■ What to produce ■
Please repeat the data below exactly, with the pictures removed.

Segmentation mask data:
========================

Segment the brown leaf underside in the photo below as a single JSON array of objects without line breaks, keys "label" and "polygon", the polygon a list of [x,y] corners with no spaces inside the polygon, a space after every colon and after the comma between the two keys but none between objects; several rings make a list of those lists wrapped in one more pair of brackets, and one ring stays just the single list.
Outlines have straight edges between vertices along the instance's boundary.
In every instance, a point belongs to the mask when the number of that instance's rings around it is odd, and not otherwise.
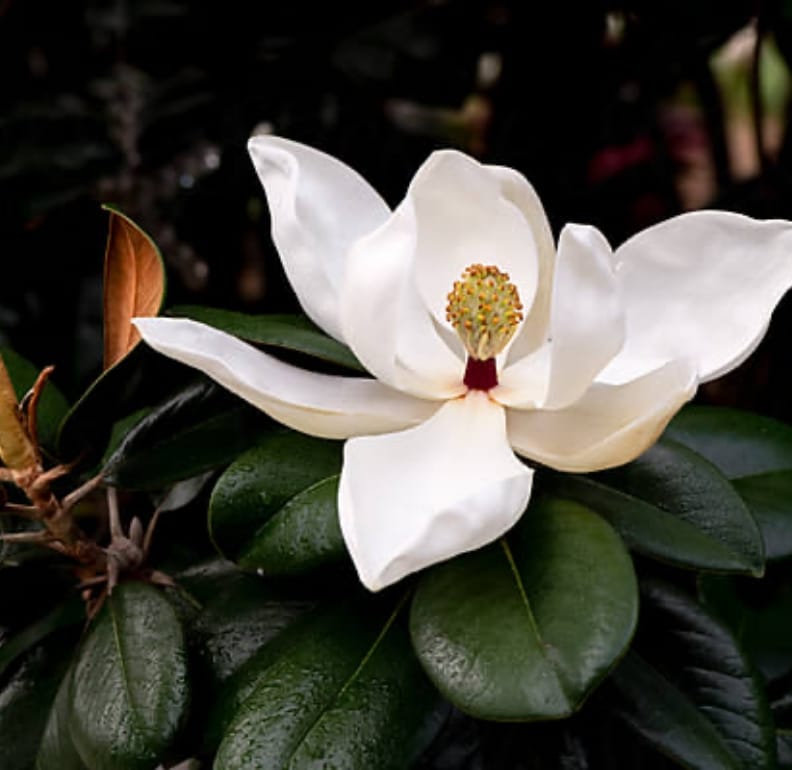
[{"label": "brown leaf underside", "polygon": [[104,265],[104,368],[118,363],[139,342],[136,316],[155,316],[165,278],[154,244],[134,224],[110,212]]}]

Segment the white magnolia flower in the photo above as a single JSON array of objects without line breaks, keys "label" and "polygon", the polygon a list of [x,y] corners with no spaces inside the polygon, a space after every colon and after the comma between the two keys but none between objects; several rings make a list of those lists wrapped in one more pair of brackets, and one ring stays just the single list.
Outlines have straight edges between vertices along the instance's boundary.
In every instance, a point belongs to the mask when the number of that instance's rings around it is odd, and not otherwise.
[{"label": "white magnolia flower", "polygon": [[391,211],[324,153],[249,149],[303,309],[376,379],[303,371],[190,320],[136,323],[285,425],[348,439],[340,523],[371,590],[506,532],[533,476],[514,452],[565,471],[635,458],[746,358],[792,284],[786,222],[684,214],[615,252],[567,225],[556,248],[520,174],[459,152],[434,153]]}]

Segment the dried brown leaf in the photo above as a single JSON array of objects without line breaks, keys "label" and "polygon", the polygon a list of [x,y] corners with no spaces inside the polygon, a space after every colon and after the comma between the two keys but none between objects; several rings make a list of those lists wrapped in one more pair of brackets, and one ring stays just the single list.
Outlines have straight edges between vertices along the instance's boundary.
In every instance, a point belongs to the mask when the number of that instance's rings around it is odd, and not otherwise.
[{"label": "dried brown leaf", "polygon": [[104,263],[104,368],[117,364],[140,341],[138,316],[159,313],[165,269],[154,241],[131,219],[110,212]]},{"label": "dried brown leaf", "polygon": [[13,470],[25,470],[37,462],[36,449],[19,414],[16,392],[0,355],[0,460]]}]

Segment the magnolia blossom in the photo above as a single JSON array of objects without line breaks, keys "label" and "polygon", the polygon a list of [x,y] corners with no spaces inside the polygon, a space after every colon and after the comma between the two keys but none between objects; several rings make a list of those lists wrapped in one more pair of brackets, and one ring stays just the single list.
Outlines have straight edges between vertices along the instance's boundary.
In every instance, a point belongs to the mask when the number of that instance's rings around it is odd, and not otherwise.
[{"label": "magnolia blossom", "polygon": [[391,210],[295,142],[250,154],[305,312],[373,378],[304,371],[208,326],[138,319],[154,348],[276,420],[348,439],[338,494],[361,581],[378,590],[506,532],[533,470],[626,463],[698,383],[759,343],[792,284],[792,225],[702,211],[613,251],[556,246],[516,171],[433,153]]}]

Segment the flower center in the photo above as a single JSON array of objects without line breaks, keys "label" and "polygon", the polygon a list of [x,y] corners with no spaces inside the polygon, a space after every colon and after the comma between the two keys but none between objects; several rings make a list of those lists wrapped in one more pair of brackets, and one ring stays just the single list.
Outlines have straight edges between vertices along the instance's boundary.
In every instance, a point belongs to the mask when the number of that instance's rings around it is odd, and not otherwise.
[{"label": "flower center", "polygon": [[495,356],[514,336],[523,320],[517,287],[494,265],[470,265],[448,294],[446,318],[470,358],[465,384],[489,390],[498,384]]}]

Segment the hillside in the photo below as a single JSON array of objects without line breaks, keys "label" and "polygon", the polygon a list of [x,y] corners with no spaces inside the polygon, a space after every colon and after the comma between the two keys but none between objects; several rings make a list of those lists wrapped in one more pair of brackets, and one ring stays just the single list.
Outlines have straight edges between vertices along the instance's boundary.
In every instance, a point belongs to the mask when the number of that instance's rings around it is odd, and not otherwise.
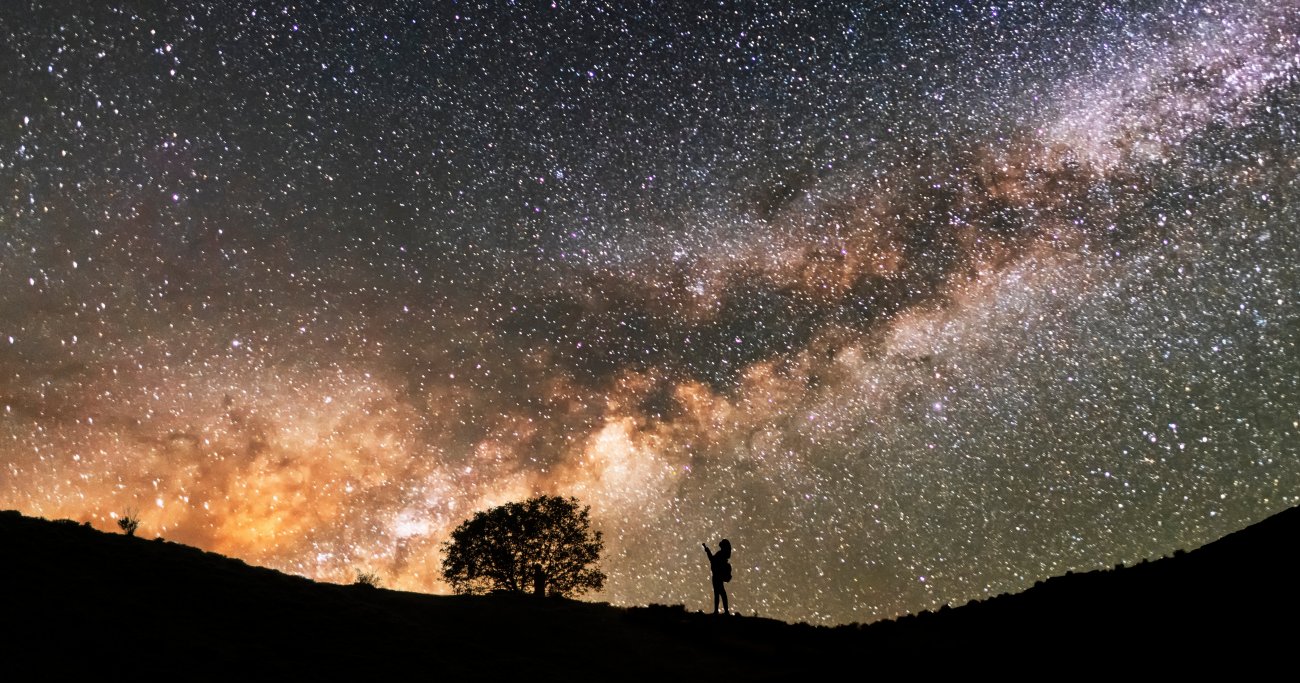
[{"label": "hillside", "polygon": [[11,667],[150,677],[783,679],[847,669],[1154,669],[1280,661],[1300,608],[1291,509],[1198,550],[1018,595],[838,628],[680,606],[316,583],[163,540],[0,512]]}]

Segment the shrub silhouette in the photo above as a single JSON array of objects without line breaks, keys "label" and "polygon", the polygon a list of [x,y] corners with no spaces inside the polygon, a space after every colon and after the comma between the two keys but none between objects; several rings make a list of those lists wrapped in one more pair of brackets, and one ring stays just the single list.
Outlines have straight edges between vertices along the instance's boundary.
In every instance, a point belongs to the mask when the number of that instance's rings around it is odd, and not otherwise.
[{"label": "shrub silhouette", "polygon": [[537,496],[474,513],[443,544],[442,575],[459,594],[493,590],[581,595],[605,587],[590,506]]},{"label": "shrub silhouette", "polygon": [[368,586],[370,588],[378,588],[380,583],[381,582],[378,574],[374,572],[359,571],[357,572],[357,581],[354,585]]},{"label": "shrub silhouette", "polygon": [[140,518],[131,510],[127,510],[120,519],[117,520],[117,528],[126,533],[127,536],[134,536],[135,530],[140,528]]}]

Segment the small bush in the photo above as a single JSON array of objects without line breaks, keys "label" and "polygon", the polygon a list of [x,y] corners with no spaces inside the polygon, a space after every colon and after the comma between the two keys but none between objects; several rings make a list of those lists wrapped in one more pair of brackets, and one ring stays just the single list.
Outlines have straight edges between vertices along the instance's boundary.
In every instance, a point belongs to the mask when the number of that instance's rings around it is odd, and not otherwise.
[{"label": "small bush", "polygon": [[140,518],[134,512],[127,510],[117,520],[117,528],[121,529],[127,536],[134,536],[135,530],[140,528]]},{"label": "small bush", "polygon": [[353,585],[378,588],[379,575],[374,572],[357,572],[357,581]]}]

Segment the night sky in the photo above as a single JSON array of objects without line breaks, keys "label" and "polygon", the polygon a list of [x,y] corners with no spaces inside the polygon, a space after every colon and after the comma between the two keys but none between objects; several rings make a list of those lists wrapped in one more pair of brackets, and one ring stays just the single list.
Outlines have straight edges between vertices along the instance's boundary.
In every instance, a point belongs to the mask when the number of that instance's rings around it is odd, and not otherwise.
[{"label": "night sky", "polygon": [[0,508],[847,623],[1300,503],[1300,2],[384,4],[0,5]]}]

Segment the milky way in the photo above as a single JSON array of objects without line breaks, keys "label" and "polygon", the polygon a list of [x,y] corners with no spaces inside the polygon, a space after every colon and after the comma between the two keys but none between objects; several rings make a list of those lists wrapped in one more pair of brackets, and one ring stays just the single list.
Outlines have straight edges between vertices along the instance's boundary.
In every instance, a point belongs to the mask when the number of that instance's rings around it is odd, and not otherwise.
[{"label": "milky way", "polygon": [[0,507],[847,623],[1300,502],[1293,0],[100,4],[0,8]]}]

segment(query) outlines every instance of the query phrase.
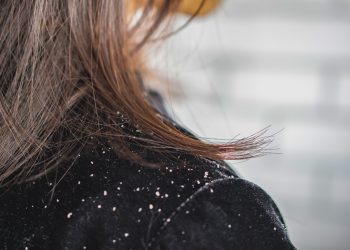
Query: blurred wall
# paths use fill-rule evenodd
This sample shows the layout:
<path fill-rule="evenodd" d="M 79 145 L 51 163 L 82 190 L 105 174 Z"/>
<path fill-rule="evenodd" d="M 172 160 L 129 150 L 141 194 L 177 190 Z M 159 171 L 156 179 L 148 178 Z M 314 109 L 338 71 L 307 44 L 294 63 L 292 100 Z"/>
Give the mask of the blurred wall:
<path fill-rule="evenodd" d="M 350 1 L 226 0 L 155 61 L 198 135 L 283 129 L 279 154 L 232 165 L 277 202 L 298 249 L 350 249 Z"/>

========================

■ Solution to this exercise ■
Segment the brown leaf underside in the photo below as a single JSON array of objects without line breaks, keys "label" and "polygon", the polygon a list of [x,y] corners with no spaces inside the polygon, a space after every colon and after the comma between the two keys but none between objects; several rings make a list of those lists wrapped in one more pair of brackets, and one ring stays just the single list.
Outlines have straight edges between vertices along the instance's boundary.
In every instance, a point belongs to the mask when the number of that instance's rings around it is odd, and not otherwise.
[{"label": "brown leaf underside", "polygon": [[104,265],[104,368],[118,363],[139,342],[136,316],[155,316],[165,278],[154,244],[134,224],[110,212]]}]

Segment the white magnolia flower in the photo above as a single JSON array of objects without line breaks, keys "label" and "polygon", the polygon a list of [x,y] corners with no spaces inside the polygon, a space after every colon and after the comma between the two keys but none between objects; several rings make a list of those lists wrapped in one more pair of brackets, and one ring stays just the single list.
Outlines have straight edges between vertices along the instance's boundary.
In every instance, a point belongs to the mask when the number of that instance's rings around it is odd, and not otherwise.
[{"label": "white magnolia flower", "polygon": [[391,211],[324,153],[249,149],[303,309],[376,379],[303,371],[190,320],[136,323],[285,425],[348,439],[340,523],[371,590],[506,532],[533,476],[514,452],[565,471],[635,458],[746,358],[792,284],[786,222],[684,214],[615,252],[567,225],[556,248],[520,174],[459,152],[434,153]]}]

Segment the dried brown leaf in the photo above as a single JSON array of objects without line breaks, keys "label" and "polygon", the polygon a list of [x,y] corners with no spaces inside the polygon, a space after every colon and after the comma between the two keys but none between objects; several rings make a list of those lists wrapped in one more pair of brackets, and one ring stays just the single list.
Outlines have straight edges between vertices along the instance's boundary.
In every instance, a point belongs to the mask when the number of that instance's rings around it is odd, and not otherwise.
[{"label": "dried brown leaf", "polygon": [[104,263],[104,368],[117,364],[140,341],[138,316],[159,313],[165,269],[154,241],[131,219],[110,212]]},{"label": "dried brown leaf", "polygon": [[13,470],[25,470],[37,462],[36,449],[19,414],[16,392],[0,355],[0,460]]}]

Segment the magnolia blossom in the photo above as a single JSON array of objects without line breaks, keys "label" and "polygon", the polygon a list of [x,y] corners with no spaces inside the polygon, a space after every colon and after the comma between the two keys but none between objects; several rings make a list of those lists wrapped in one more pair of brackets, and one ring stays just the single list.
Outlines have straight edges between vertices along the instance's boundary.
In every instance, a point belongs to the mask when the number of that instance's rings around it is odd, and not otherwise.
[{"label": "magnolia blossom", "polygon": [[391,210],[295,142],[250,154],[305,312],[373,378],[304,371],[208,326],[138,319],[154,348],[276,420],[348,439],[338,494],[361,581],[378,590],[506,532],[533,470],[626,463],[698,383],[759,343],[792,284],[792,225],[702,211],[613,251],[556,246],[516,171],[433,153]]}]

Segment the flower center in the photo above as a single JSON array of objects without line breaks, keys "label" and "polygon", the polygon a list of [x,y] corners with no spaces inside the polygon, a space after every colon and after the comma between the two keys but none between objects; several rings make a list of those lists wrapped in one more pair of brackets, and one ring stays just the single list.
Outlines have straight edges between vertices along the instance's boundary.
In every instance, a point belongs to the mask when the number of that instance's rings around it is odd, and not otherwise.
[{"label": "flower center", "polygon": [[495,356],[514,336],[523,320],[517,287],[494,265],[470,265],[448,294],[446,318],[470,358],[465,384],[489,390],[498,384]]}]

Segment the hillside in the photo below as a single JSON array of objects without line breaks, keys "label" and "polygon", the polygon a list of [x,y] corners with no spaces inside the polygon, a space after every colon and after the comma between the two keys but none between objects; several rings make a list of those lists wrapped in one more pair of brackets, and one ring stays just the single list.
Outlines have straight edges between vertices along the instance's boundary.
In every instance, a point belongs to the mask when the number of that instance's rings around it is odd, and not otherwise.
[{"label": "hillside", "polygon": [[11,667],[150,677],[783,679],[847,669],[1154,669],[1280,661],[1300,608],[1291,509],[1198,550],[1018,595],[838,628],[680,606],[316,583],[163,540],[0,512]]}]

Segment the shrub silhouette in the photo above as a single JSON array of objects without line breaks, keys "label" and "polygon", the polygon a list of [x,y] corners with no spaces inside the polygon, a space after every colon and after the comma between the two keys but none between objects; several rings make a list of those lists wrapped in one more pair of brackets, and one ring stays just the single list.
Outlines have straight edges between vertices along the instance's boundary.
In every instance, a point belongs to the mask when the number of that instance's rings around it is odd, and not otherwise.
[{"label": "shrub silhouette", "polygon": [[537,496],[474,513],[443,544],[442,575],[459,594],[493,590],[581,595],[605,587],[590,506]]},{"label": "shrub silhouette", "polygon": [[368,586],[370,588],[378,588],[380,583],[381,582],[378,574],[374,572],[359,571],[357,572],[357,581],[354,585]]},{"label": "shrub silhouette", "polygon": [[140,518],[131,510],[127,510],[120,519],[117,520],[117,528],[126,533],[127,536],[134,536],[135,530],[140,528]]}]

Segment the small bush in the photo above as a single JSON array of objects without line breaks, keys "label" and "polygon", the polygon a list of [x,y] corners with no spaces inside the polygon, a space after every colon and after the comma between the two keys but none between objects; several rings make a list of those lists wrapped in one more pair of brackets, and one ring stays just the single list.
Outlines have straight edges between vertices along the instance's boundary.
In every instance, a point belongs to the mask when the number of that instance's rings around it is odd, and not otherwise.
[{"label": "small bush", "polygon": [[140,518],[134,512],[127,510],[117,520],[117,528],[121,529],[127,536],[134,536],[135,530],[140,528]]},{"label": "small bush", "polygon": [[353,585],[378,588],[379,575],[374,572],[357,572],[357,581]]}]

Segment the night sky in the photo above as a single JSON array of objects without line breaks, keys "label" and "polygon", the polygon a list of [x,y] corners with no spaces inside the polygon, a space after every colon and after the comma between the two keys but none between objects; several rings make a list of those lists wrapped in one more pair of brackets, and one ring stays just the single list.
Outlines have straight edges between vertices along the instance's boundary.
In every instance, a point belongs to the mask when the number of that instance's rings around it is odd, and not otherwise.
[{"label": "night sky", "polygon": [[0,508],[847,623],[1300,503],[1300,2],[384,4],[0,5]]}]

Segment the milky way in the photo above as a single JSON array of objects without line breaks, keys "label" and "polygon", the polygon a list of [x,y] corners with no spaces inside the polygon, a space after every colon and after the comma between the two keys but none between objects; several rings make a list of those lists wrapped in one more pair of brackets, and one ring stays just the single list.
Outlines have straight edges between vertices along the instance's boundary.
In every instance, a point belongs to the mask when the number of that instance's rings around it is odd, and not otherwise.
[{"label": "milky way", "polygon": [[0,507],[847,623],[1300,502],[1293,0],[100,4],[0,8]]}]

segment(query) outlines every instance of the query phrase.
Query: blurred wall
# paths use fill-rule evenodd
This sample shows the layout:
<path fill-rule="evenodd" d="M 79 145 L 51 163 L 82 190 L 105 174 Z"/>
<path fill-rule="evenodd" d="M 172 160 L 129 150 L 141 194 L 177 190 Z M 159 171 L 156 179 L 148 178 Z M 314 109 L 338 71 L 307 44 L 294 63 L 292 100 Z"/>
Give the mask of the blurred wall:
<path fill-rule="evenodd" d="M 350 1 L 226 0 L 155 61 L 198 135 L 283 129 L 279 154 L 232 165 L 277 202 L 298 249 L 350 249 Z"/>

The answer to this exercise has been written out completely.